Capture d'écran

Quand mon esprit s’aventure sur les terres arides de la paranoïa, je me plais à imaginer qu’il existe, chez Apple, quelqu’un dont la mission est de concevoir les outils les plus pervers possible. Dans une petite pièce sans fenêtre, ce chimiste du code informatique plongerait dans sa marmite des ingrédients addictifs, propres à nous faire fumer le ciboulot, en partant d’un rire sardonique.

Cela fait plusieurs années, maintenant, que Monsieur Pervers doit se fendre la poire à nous regarder, pauvres mortels asservis à nos téléphones, vivre l’enfer à cause de son invention la plus machiavélique : les points de suspension.

### Objectif
Recopiez tout ce qui va de « Cela fait plusieurs » jusqu'à « points de suspension. » dans le texte sur les points de suspension, en changeant « téléphones » en « tablettes ».

Données de pointage:
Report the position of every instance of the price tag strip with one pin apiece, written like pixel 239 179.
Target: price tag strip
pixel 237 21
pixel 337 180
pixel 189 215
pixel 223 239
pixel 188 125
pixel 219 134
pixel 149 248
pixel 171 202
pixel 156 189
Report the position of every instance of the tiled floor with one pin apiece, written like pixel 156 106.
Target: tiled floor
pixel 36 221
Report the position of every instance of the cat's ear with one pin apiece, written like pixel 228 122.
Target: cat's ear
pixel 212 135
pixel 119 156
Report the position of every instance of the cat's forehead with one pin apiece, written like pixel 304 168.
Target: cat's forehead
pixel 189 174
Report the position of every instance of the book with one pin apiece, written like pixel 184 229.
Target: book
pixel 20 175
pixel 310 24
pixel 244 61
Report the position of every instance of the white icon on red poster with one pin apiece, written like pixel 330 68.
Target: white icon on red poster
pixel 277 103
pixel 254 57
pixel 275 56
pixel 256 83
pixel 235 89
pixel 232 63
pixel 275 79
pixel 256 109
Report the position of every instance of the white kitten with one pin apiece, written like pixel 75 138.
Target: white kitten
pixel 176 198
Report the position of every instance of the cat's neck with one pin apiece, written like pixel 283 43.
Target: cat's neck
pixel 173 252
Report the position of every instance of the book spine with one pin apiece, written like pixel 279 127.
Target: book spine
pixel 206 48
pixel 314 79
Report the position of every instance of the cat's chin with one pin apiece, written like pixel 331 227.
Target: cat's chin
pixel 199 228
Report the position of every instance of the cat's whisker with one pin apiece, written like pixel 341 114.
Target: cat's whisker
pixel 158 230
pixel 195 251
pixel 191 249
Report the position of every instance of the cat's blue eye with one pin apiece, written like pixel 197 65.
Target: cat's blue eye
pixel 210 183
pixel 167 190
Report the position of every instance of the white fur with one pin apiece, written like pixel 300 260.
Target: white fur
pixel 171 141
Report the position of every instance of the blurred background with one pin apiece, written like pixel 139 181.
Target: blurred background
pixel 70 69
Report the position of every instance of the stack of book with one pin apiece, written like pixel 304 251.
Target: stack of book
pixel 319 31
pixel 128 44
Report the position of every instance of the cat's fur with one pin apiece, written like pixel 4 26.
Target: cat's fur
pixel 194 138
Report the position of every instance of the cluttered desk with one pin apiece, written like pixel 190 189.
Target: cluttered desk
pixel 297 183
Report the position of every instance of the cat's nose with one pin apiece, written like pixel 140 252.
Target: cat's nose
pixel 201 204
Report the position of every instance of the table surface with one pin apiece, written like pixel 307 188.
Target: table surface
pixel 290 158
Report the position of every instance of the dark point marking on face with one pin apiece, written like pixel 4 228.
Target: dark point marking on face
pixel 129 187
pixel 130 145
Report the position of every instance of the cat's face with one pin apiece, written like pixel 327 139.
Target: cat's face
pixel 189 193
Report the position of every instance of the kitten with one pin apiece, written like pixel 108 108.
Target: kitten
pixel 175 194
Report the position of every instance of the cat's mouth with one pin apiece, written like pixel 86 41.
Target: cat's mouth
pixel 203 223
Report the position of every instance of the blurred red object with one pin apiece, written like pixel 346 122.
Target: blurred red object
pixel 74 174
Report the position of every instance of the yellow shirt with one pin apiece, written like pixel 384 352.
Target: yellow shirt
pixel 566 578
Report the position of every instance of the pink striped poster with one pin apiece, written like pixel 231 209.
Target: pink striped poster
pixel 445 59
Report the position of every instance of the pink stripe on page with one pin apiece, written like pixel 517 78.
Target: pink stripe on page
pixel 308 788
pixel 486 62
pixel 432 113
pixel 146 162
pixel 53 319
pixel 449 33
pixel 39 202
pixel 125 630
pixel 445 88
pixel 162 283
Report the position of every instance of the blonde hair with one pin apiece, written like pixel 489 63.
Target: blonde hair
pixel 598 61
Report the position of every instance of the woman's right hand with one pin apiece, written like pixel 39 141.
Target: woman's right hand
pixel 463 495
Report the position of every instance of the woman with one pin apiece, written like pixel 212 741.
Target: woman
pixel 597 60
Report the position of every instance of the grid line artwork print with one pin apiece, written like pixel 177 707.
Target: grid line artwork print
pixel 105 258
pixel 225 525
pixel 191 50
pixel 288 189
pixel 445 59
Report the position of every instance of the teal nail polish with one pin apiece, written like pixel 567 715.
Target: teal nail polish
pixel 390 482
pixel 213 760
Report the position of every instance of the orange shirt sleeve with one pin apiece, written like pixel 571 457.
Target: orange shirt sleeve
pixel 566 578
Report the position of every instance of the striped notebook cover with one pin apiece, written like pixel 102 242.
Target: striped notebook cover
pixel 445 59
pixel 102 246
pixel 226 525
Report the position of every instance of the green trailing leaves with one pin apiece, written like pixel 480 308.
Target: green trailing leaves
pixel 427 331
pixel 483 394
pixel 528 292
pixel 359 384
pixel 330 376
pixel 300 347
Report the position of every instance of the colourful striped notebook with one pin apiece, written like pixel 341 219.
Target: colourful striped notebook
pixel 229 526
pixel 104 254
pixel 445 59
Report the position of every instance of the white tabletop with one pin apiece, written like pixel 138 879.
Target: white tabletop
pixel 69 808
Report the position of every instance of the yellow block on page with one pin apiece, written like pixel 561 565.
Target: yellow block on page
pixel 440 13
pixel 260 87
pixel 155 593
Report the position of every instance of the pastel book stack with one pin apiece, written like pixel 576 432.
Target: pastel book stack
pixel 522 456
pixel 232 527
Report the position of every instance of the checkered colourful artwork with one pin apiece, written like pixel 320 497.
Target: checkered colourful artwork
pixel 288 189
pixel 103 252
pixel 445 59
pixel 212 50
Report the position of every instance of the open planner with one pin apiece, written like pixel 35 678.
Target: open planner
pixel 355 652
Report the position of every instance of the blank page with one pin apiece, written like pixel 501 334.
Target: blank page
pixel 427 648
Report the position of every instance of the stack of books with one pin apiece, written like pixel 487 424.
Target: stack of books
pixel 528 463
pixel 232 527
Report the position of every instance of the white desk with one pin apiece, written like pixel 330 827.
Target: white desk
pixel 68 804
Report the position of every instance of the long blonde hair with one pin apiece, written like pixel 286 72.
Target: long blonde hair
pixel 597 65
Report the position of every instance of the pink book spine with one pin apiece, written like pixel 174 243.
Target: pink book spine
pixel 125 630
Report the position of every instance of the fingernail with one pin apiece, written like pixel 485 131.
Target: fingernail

### Solution
Cela fait plusieurs années, maintenant, que Monsieur Pervers doit se fendre la poire à nous regarder, pauvres mortels asservis à nos tablettes, vivre l’enfer à cause de son invention la plus machiavélique : les points de suspension.